> _Exercise data_
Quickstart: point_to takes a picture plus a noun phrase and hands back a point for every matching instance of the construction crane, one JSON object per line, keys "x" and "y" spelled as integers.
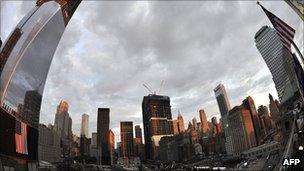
{"x": 154, "y": 92}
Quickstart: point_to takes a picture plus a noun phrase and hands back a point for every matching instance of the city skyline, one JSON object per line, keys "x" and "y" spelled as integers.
{"x": 201, "y": 95}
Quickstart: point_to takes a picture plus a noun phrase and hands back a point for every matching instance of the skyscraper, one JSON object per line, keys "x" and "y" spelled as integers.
{"x": 103, "y": 126}
{"x": 248, "y": 104}
{"x": 63, "y": 126}
{"x": 28, "y": 51}
{"x": 138, "y": 143}
{"x": 216, "y": 126}
{"x": 241, "y": 129}
{"x": 194, "y": 122}
{"x": 274, "y": 111}
{"x": 180, "y": 123}
{"x": 26, "y": 55}
{"x": 138, "y": 132}
{"x": 175, "y": 127}
{"x": 93, "y": 146}
{"x": 31, "y": 107}
{"x": 204, "y": 122}
{"x": 264, "y": 118}
{"x": 85, "y": 125}
{"x": 111, "y": 142}
{"x": 157, "y": 121}
{"x": 279, "y": 61}
{"x": 222, "y": 100}
{"x": 224, "y": 107}
{"x": 126, "y": 137}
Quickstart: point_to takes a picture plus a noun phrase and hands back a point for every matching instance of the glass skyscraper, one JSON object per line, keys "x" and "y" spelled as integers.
{"x": 278, "y": 60}
{"x": 224, "y": 107}
{"x": 157, "y": 122}
{"x": 25, "y": 58}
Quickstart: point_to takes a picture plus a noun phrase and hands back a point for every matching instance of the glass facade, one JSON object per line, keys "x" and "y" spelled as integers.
{"x": 278, "y": 60}
{"x": 25, "y": 59}
{"x": 26, "y": 56}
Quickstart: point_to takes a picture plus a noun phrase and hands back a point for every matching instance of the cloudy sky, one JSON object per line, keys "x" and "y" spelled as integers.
{"x": 109, "y": 49}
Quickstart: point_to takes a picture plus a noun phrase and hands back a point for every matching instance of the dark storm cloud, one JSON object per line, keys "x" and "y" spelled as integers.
{"x": 111, "y": 48}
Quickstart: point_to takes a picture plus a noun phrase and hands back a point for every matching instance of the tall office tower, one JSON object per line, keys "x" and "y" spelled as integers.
{"x": 175, "y": 127}
{"x": 222, "y": 100}
{"x": 279, "y": 61}
{"x": 204, "y": 122}
{"x": 103, "y": 126}
{"x": 85, "y": 125}
{"x": 216, "y": 126}
{"x": 138, "y": 133}
{"x": 297, "y": 6}
{"x": 138, "y": 144}
{"x": 49, "y": 144}
{"x": 180, "y": 123}
{"x": 93, "y": 146}
{"x": 31, "y": 107}
{"x": 194, "y": 122}
{"x": 241, "y": 129}
{"x": 111, "y": 142}
{"x": 199, "y": 127}
{"x": 85, "y": 145}
{"x": 63, "y": 126}
{"x": 27, "y": 55}
{"x": 126, "y": 137}
{"x": 274, "y": 111}
{"x": 157, "y": 120}
{"x": 224, "y": 107}
{"x": 248, "y": 104}
{"x": 265, "y": 118}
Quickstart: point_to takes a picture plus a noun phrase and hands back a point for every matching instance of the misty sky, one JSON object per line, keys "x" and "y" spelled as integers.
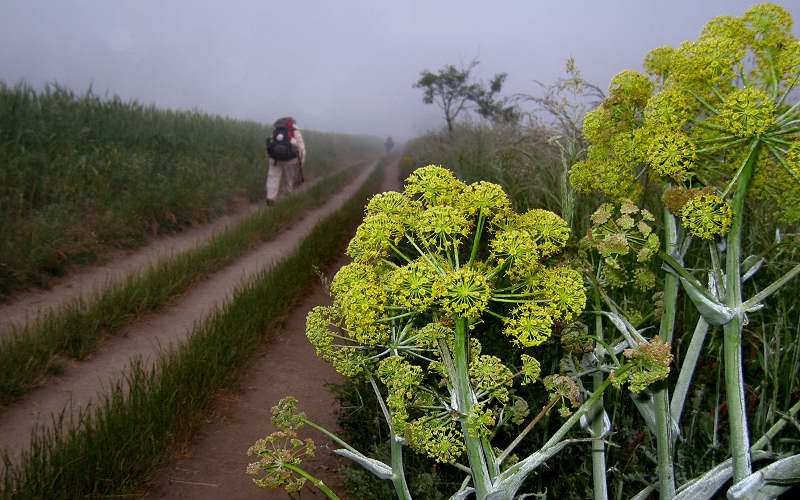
{"x": 338, "y": 65}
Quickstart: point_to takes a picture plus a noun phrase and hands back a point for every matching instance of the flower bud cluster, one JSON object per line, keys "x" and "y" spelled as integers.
{"x": 651, "y": 364}
{"x": 623, "y": 236}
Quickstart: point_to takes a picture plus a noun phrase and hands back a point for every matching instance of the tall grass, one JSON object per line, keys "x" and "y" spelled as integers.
{"x": 115, "y": 448}
{"x": 82, "y": 174}
{"x": 76, "y": 329}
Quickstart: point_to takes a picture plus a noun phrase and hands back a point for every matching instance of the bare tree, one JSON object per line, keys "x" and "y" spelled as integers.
{"x": 453, "y": 90}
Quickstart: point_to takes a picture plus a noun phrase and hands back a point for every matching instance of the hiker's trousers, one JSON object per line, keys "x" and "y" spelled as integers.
{"x": 281, "y": 178}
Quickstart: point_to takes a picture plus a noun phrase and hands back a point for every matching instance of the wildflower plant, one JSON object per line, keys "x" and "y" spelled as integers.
{"x": 432, "y": 267}
{"x": 714, "y": 126}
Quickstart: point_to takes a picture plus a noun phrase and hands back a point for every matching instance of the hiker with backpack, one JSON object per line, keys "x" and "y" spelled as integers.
{"x": 286, "y": 155}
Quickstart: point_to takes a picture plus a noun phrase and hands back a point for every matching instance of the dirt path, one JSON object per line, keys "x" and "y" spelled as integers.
{"x": 82, "y": 381}
{"x": 213, "y": 466}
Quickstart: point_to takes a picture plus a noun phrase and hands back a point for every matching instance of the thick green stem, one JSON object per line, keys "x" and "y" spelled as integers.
{"x": 666, "y": 474}
{"x": 398, "y": 474}
{"x": 600, "y": 489}
{"x": 687, "y": 369}
{"x": 734, "y": 377}
{"x": 316, "y": 482}
{"x": 464, "y": 397}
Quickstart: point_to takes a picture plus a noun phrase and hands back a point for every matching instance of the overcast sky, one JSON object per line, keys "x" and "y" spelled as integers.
{"x": 335, "y": 65}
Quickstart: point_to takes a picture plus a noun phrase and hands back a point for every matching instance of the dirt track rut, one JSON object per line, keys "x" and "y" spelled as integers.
{"x": 83, "y": 381}
{"x": 213, "y": 466}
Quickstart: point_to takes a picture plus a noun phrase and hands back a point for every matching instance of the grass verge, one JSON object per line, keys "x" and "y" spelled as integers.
{"x": 115, "y": 448}
{"x": 29, "y": 354}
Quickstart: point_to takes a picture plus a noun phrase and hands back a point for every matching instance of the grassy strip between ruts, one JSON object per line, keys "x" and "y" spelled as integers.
{"x": 115, "y": 448}
{"x": 76, "y": 329}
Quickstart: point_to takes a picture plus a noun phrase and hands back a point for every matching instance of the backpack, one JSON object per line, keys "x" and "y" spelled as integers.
{"x": 279, "y": 144}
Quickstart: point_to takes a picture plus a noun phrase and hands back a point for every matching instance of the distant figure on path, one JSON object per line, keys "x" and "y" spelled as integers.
{"x": 286, "y": 155}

> _Work task_
Leave the pictures out and write out every entry exactly as given.

> _Exercise answer_
Quickstart: point_to takes a picture plus a noun phrase and hands back a point for every matching instance of the construction crane, one JSON object per line, keys "x" and "y" spelled as integers.
{"x": 154, "y": 92}
Quickstart: point_to takes a picture plus a noun phrase and hands back a point for every matching instance of the city skyline, one JSON object per line, keys "x" and "y" spelled as integers.
{"x": 201, "y": 95}
Quickstart: point_to takes a picture plus a noun phrase and hands back a point for every matching instance of the skyscraper, one JSON object per line, keys "x" and "y" spelled as integers.
{"x": 103, "y": 126}
{"x": 248, "y": 104}
{"x": 63, "y": 126}
{"x": 28, "y": 51}
{"x": 138, "y": 143}
{"x": 216, "y": 126}
{"x": 241, "y": 129}
{"x": 194, "y": 122}
{"x": 274, "y": 111}
{"x": 180, "y": 123}
{"x": 26, "y": 55}
{"x": 138, "y": 132}
{"x": 175, "y": 127}
{"x": 93, "y": 146}
{"x": 31, "y": 107}
{"x": 204, "y": 122}
{"x": 264, "y": 118}
{"x": 85, "y": 125}
{"x": 111, "y": 142}
{"x": 157, "y": 121}
{"x": 279, "y": 61}
{"x": 222, "y": 100}
{"x": 224, "y": 107}
{"x": 126, "y": 137}
Quickstart: point_to takes a picture plus a noun phrase and hands back a point for every matching instance of the glass skyscraper, one JSON object per line, keys "x" and "y" spelled as integers.
{"x": 278, "y": 60}
{"x": 224, "y": 107}
{"x": 157, "y": 122}
{"x": 25, "y": 58}
Quickstart: point_to takes a picture plus a noun phrase and hands back a point for every matching instance of the glass facade, one JSON object per line, keys "x" and "y" spelled as integers.
{"x": 278, "y": 60}
{"x": 25, "y": 59}
{"x": 26, "y": 56}
Quickstart: point_to takes a picture plus a noun phrase and hands back a point for every matching instance of the cloudy sky, one JSON object per line, keys "x" and "y" spelled as integers.
{"x": 109, "y": 49}
Quickstart: point_to takes a picture plus a noun phrase and hands back a point for every matching instance of the dark storm cloud, one JSON object per line, keys "x" and "y" spelled as integers.
{"x": 111, "y": 48}
Quickstart: point_to takes a picture plus a noun phrase and hands back a point for every matching instance of the tall office tower, one JSON object per line, keys "x" and "y" spelled as integers.
{"x": 175, "y": 127}
{"x": 222, "y": 100}
{"x": 279, "y": 61}
{"x": 204, "y": 122}
{"x": 103, "y": 126}
{"x": 85, "y": 125}
{"x": 216, "y": 126}
{"x": 138, "y": 133}
{"x": 297, "y": 6}
{"x": 138, "y": 144}
{"x": 49, "y": 144}
{"x": 180, "y": 123}
{"x": 93, "y": 146}
{"x": 31, "y": 107}
{"x": 194, "y": 122}
{"x": 241, "y": 129}
{"x": 111, "y": 142}
{"x": 199, "y": 127}
{"x": 85, "y": 145}
{"x": 63, "y": 126}
{"x": 27, "y": 55}
{"x": 126, "y": 137}
{"x": 274, "y": 111}
{"x": 157, "y": 120}
{"x": 224, "y": 107}
{"x": 248, "y": 104}
{"x": 265, "y": 118}
Quickstart: point_to takes a picture plus a noun phrase and hands back a point for every matching instance of the misty sky, one JSON object per line, keys "x" and "y" spelled as integers.
{"x": 338, "y": 65}
Quickstart: point_to takes a picture plus a noun phrase and hands back a point for every matching instance of the flower bud cluster, one JSON object per line, keys "x" and "y" spelled as integers.
{"x": 651, "y": 364}
{"x": 623, "y": 236}
Quickstart: point_to takes a picture plus a noun phrase and hands back a point for every matching instance of the tall grass, one JSON object per line, keys "x" and "y" spelled as integers.
{"x": 115, "y": 448}
{"x": 82, "y": 174}
{"x": 76, "y": 329}
Quickstart: point_to takes a picture plus a noun phrase and hands back a point for every matching instance of the bare tree, one JSON object per line, keys "x" and "y" spelled as integers.
{"x": 453, "y": 90}
Quickstart: point_to takes a picture plus a noun phrase and hands back a point for every matching instance of the hiker's trousers, one JSON object per line, keys "x" and "y" spelled as integers.
{"x": 281, "y": 178}
Quickstart: point_to takes a picture plus a noun phrase and hands back a point for every matching instance of the wildflower plant, one JSON object per line, keys "x" and "y" spelled as integers.
{"x": 432, "y": 267}
{"x": 714, "y": 126}
Quickstart: point_to takes a picture plus a noun phrase and hands back a point for every matching instance of the hiker with backpack, one JSON object per line, keys "x" and "y" spelled as integers.
{"x": 286, "y": 155}
Quickstart: point_to takes a picture plus a noun phrase and hands back a point for every matching instance of the dirt path, one JSON object per line, keys "x" and "y" spelled as integers.
{"x": 82, "y": 381}
{"x": 213, "y": 466}
Quickstart: point_to takes a picture plus a noun phrase and hands back a point for every matching instance of the thick green stem, one JSON object per line, keys "x" and "y" spelled as integers.
{"x": 666, "y": 474}
{"x": 398, "y": 474}
{"x": 600, "y": 489}
{"x": 687, "y": 369}
{"x": 734, "y": 377}
{"x": 316, "y": 482}
{"x": 464, "y": 397}
Quickstart: point_to takes a picture plus a noun phrase and hands back a point for every matching instance of the overcast sky, one JSON object per line, keys "x" and "y" spelled as integers.
{"x": 335, "y": 65}
Quickstart: point_to takes a picture plus a noun phrase and hands back a point for every matching instance of the dirt track rut, one JSON object per line, keys "x" and "y" spelled as integers.
{"x": 83, "y": 381}
{"x": 213, "y": 466}
Quickstart: point_to takes a picture plus a noun phrase and hands back a point for every matching instance of the grass verge, one JSON object per line, keys "x" and "y" spelled as integers.
{"x": 115, "y": 448}
{"x": 29, "y": 354}
Quickstart: point_to takes a picture plus a noun phrase and hands back a point for every matching instance of the grassy strip between ruts, one JSON object per line, keys "x" and "y" spelled as integers.
{"x": 115, "y": 448}
{"x": 76, "y": 329}
Quickstart: point_to takes a picture plus a noun phrase and hands back a point for every matching instance of the backpack, one JSON object per line, keys "x" and "y" spelled as integers.
{"x": 279, "y": 144}
Quickstart: point_to takes a picture plus a noun phrase and hands back a point for every matching instance of the distant figure on path, one JSON object per line, keys "x" and "y" spelled as integers.
{"x": 286, "y": 155}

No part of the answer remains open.